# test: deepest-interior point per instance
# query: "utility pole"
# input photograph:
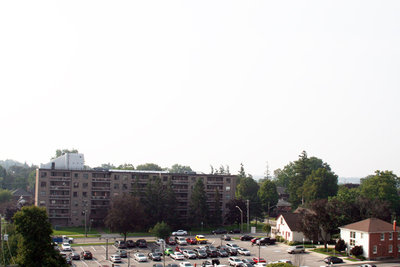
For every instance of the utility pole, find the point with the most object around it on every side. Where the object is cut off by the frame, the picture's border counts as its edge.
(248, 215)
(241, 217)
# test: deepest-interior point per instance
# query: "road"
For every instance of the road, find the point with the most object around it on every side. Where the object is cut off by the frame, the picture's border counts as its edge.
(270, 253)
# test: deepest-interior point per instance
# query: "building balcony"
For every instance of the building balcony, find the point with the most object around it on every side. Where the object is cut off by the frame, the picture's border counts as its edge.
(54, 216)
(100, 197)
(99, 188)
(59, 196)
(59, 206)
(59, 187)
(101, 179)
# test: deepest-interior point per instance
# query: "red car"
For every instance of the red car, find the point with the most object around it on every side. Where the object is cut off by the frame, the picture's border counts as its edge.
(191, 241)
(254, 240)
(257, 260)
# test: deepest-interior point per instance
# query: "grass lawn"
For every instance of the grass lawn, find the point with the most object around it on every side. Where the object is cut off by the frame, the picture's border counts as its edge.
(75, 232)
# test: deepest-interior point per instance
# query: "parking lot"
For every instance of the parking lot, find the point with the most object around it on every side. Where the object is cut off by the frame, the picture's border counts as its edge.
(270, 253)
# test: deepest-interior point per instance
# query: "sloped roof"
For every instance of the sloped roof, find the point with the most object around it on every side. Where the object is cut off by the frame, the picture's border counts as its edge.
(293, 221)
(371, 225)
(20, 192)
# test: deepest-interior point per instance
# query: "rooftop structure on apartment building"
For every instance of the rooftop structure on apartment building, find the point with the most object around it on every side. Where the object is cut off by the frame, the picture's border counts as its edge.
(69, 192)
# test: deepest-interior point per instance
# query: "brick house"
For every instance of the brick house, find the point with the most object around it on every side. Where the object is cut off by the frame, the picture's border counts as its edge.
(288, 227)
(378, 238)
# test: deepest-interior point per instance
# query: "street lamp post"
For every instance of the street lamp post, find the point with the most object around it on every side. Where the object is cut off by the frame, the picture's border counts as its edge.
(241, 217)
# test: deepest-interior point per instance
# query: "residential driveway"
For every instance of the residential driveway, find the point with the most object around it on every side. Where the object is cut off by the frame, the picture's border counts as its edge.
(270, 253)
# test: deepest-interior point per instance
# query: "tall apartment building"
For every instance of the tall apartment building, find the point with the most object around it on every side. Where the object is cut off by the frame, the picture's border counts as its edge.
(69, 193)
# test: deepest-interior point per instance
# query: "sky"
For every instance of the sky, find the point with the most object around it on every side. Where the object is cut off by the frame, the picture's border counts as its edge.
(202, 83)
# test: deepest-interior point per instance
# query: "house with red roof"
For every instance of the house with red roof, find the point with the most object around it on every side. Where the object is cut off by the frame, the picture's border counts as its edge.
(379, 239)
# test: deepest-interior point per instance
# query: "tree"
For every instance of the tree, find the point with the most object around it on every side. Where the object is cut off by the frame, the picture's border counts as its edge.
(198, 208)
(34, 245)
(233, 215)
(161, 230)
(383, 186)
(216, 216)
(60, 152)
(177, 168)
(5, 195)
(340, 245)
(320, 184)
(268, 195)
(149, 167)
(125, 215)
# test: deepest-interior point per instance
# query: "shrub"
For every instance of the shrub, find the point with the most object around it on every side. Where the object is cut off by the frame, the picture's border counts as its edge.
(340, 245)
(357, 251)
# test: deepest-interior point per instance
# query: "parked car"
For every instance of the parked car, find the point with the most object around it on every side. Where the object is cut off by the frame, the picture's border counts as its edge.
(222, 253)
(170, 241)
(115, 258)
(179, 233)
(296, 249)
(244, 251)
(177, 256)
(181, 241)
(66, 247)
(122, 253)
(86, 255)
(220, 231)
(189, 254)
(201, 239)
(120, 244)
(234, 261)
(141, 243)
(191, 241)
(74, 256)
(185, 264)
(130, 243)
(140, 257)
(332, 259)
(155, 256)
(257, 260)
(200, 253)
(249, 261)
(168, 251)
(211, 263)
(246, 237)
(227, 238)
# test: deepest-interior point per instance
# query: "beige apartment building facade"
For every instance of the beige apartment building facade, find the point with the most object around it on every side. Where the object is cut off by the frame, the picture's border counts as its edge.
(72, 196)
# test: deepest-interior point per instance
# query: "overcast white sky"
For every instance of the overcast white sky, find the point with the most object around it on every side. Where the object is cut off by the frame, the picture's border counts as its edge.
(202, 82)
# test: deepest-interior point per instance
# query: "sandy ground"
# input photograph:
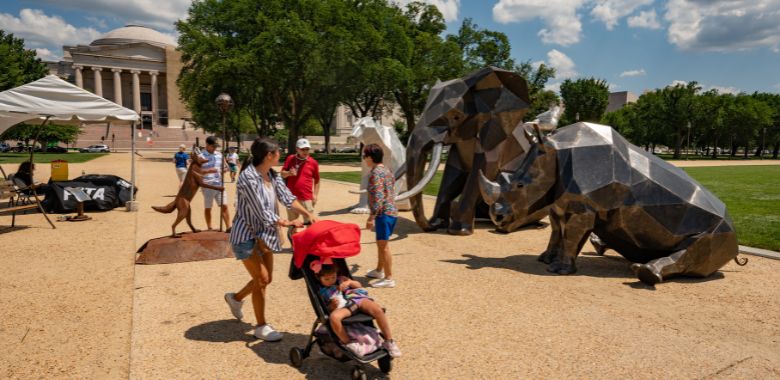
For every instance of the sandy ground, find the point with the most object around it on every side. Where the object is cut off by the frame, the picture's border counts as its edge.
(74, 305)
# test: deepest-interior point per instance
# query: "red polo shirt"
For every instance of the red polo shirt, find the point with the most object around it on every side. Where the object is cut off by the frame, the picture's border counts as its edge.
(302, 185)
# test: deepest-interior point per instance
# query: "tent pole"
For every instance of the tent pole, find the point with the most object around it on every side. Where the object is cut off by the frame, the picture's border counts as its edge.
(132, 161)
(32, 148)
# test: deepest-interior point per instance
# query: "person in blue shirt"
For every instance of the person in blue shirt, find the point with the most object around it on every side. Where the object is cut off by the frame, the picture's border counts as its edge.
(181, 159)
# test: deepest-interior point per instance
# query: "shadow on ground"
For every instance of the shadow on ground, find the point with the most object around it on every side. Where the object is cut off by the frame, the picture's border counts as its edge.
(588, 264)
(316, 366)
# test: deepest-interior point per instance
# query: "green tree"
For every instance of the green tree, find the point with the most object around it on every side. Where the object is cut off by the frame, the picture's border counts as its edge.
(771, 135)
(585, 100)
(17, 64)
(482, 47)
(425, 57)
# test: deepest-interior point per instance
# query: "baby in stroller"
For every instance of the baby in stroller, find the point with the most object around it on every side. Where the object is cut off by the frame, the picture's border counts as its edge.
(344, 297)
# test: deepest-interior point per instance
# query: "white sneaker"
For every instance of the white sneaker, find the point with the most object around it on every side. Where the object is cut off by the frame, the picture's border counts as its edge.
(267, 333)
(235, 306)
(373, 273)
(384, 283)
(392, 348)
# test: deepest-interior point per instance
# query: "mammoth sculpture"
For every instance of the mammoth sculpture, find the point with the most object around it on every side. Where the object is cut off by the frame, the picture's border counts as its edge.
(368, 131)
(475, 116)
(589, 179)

===

Short task:
Each line of the data is to be duplicated exactly; pictures stay out of the copy.

Completed task:
# test: deepest-interior point per instance
# query: "utility pole"
# input photograph:
For every instance of the utility pole, find the point with the most object around it on every side. Where the object is cut off by the frame, the picture's border counts as its edge.
(248, 215)
(241, 217)
# test: deepest-interior point per instance
# query: "road"
For every instance of the road, find the point with the most object around it on every side. Where the object is cut off by the frame, the picture's border counts as its edge.
(270, 253)
# test: deepest-interior point per instance
# query: "building balcony"
For every instance of the building balcony, find the point with the most object around it on every side. Where the object is cut off by the frame, the picture's border counts as its edge.
(54, 216)
(100, 197)
(99, 188)
(59, 196)
(59, 206)
(59, 187)
(101, 179)
# test: deepest-interior point per instance
# query: "red car"
For every instance of the red car, find the point with the most object around it on every side. Where the object is cut off by the frame, the picture's border counts as its edge.
(191, 241)
(254, 240)
(257, 260)
# test: deepest-interior point per instance
# query: "grass lawn"
For every instance of the grass lawn, find the point with the most object around it on every side. Where the object is cut off by the frame, the picture's border counts as its edge.
(75, 232)
# test: deepest-interior point per instance
# query: "parking lot"
For every instance of the parking lot, find the point with the most object around it on every side. Where the object is cut off by the frame, the picture's border counts as its edge.
(270, 253)
# test: deepest-interior point per instance
# query: "sloped roof"
For every instance of the sloped roof, find the point with the most object around it on every side. Where the object is cut off by the frame, the picture's border counts as its edge.
(293, 221)
(371, 225)
(20, 192)
# test: deepest-interior point per instance
# query: "rooftop structure on apartment building"
For every instance of the rooftop structure on apartment building, find the point with the most object around it on every side. Where the object is cut off by the frame, the picture's border counts as its edge.
(69, 192)
# test: deepest-interior point per instance
# query: "brick house"
For every instance of the brick house, find the point with the most object around it on every side. Where the object is cut off by the frame, the picture's border counts as its edge.
(288, 227)
(378, 238)
# test: deepest-interior point per instance
# query: "street lamp post"
For every instance of the street lamp post, find the point with the most object around it on every side. Where the object is cut off by the frame, the picture's border counts as its edge.
(241, 217)
# test: deepest-interior point per instance
# query: "residential driveway"
For every instance of the residential driveway, find the point with the most object around it on every side. Where the object is cut off by the frame, the picture's border counts as its edge.
(270, 253)
# test: deepest-interior point per instance
# query: "tall apartment building"
For every instance of the tall apartment building, find the point with the most object around it on every side. Where the object is cut off by the frame, the picture's border counts as its edge.
(69, 193)
# test: deepest-interior point per instance
# query: "sky"
For every instance of the sky, find the point with the most object around it on every side. Where the object is cut off by the frame, the picture's border counts as its edge.
(202, 83)
# test: deepest-interior point per instance
# query: "house with red roof"
For every instance of the house with red roof, find the point with the most object around it on every side. Where the object is cut off by the frame, the picture's border counts as its edge.
(379, 239)
# test: deepest-interior point per instance
# query: "tree"
For every instance of the tree, find the point with the most object around it on every side. Where the object is cut off by the frame, the picture's border counts as its edge.
(198, 208)
(34, 245)
(233, 215)
(161, 230)
(383, 186)
(216, 216)
(60, 152)
(177, 168)
(5, 195)
(340, 245)
(320, 184)
(268, 195)
(149, 167)
(125, 215)
# test: deepest-interior point per instance
# query: "shrub"
For every instance of the shrub, find the point with the most object around it on every side. Where the object is cut off by the frame, the picture's border counts as its edge.
(340, 245)
(357, 251)
# test: deepest-interior point per instance
# query: "parked car"
For every instance of the parked car, find the point with the most object around it on every side. Where the object is cut off by the frame, the picture's border counts as its edge.
(222, 253)
(170, 241)
(115, 258)
(179, 233)
(296, 249)
(244, 251)
(177, 256)
(181, 241)
(66, 247)
(122, 253)
(86, 255)
(220, 231)
(189, 254)
(201, 239)
(120, 244)
(234, 261)
(141, 243)
(191, 241)
(74, 256)
(185, 264)
(130, 243)
(140, 257)
(332, 259)
(155, 256)
(257, 260)
(200, 253)
(249, 261)
(168, 251)
(211, 263)
(246, 237)
(227, 238)
# test: deepest-interior point per instance
# query: "beige apartment building facade"
For every instance of the beige apartment building facade, find the point with the most object around it on every side. Where the object is cut off by the frame, the picture's border counts as its edge.
(72, 196)
# test: deepest-interior point per instance
# query: "overcast white sky"
For every instance of the overcast white sky, find the point with the most object around it on every side. Where the object is cut off by the frame, the picture's border counts as its edge.
(202, 82)
# test: deepest-interior point per instance
# query: "sandy ground"
# input photograph:
For every instance of the sandy ground, find the point with the most object around it on every side. Where the object is cut off by the frame, the picture's border counts as its edge.
(74, 305)
# test: deepest-interior point per instance
# query: "red polo shirt"
For every instance of the red polo shirt, find the point with the most object around it on every side. Where the object is cut off by the frame, the picture's border counts as its edge.
(302, 185)
# test: deepest-interior point per instance
# query: "tent pole"
For every instance of the tent pole, find the point with the most object around it on every side. Where the object is cut off by the frame, the picture's border counts as its edge.
(132, 161)
(32, 148)
# test: deepest-interior point per instance
# query: "person in blue shirt"
For every instance of the person in blue shirt, find the point with the most object around it on every side. Where the object is cut off by the frame, the picture's border counts as its edge.
(181, 159)
# test: deepest-interior point per instance
# query: "shadow on ground"
For every instance of the shadow on ground, find the point with the most object around it on every side. Where the object is cut off by the frame, the picture's border counts as its edge.
(588, 264)
(316, 366)
# test: deepest-interior point per instance
# query: "green tree"
For every instance of the green tree, find the point with the most object around it on every side. Where the object is cut off by the frame, the picture's border counts as its edge.
(771, 135)
(585, 100)
(17, 64)
(482, 47)
(425, 57)
# test: deepest-interior point per instance
# query: "baby in stroller"
For every instance of the baby in stroller, find the point with the most object around it on every side. Where the object is cut off by the frame, the picture's border counts as its edge.
(344, 297)
# test: deepest-interior point per instance
# query: "white sneaker"
For every instance of the white sneaker, find the point with the most object around it on every side. Where the object is cut off by the frame, the picture's border counts as its edge.
(267, 333)
(235, 306)
(373, 273)
(384, 283)
(392, 348)
# test: deepest-interior point per instance
# query: "mammoth sculpture"
For every instance of the mammoth sculpture, find the point with the most object around it on every side. Where the object is cut off by the frame, the picture's border counts as its edge.
(368, 131)
(475, 116)
(589, 179)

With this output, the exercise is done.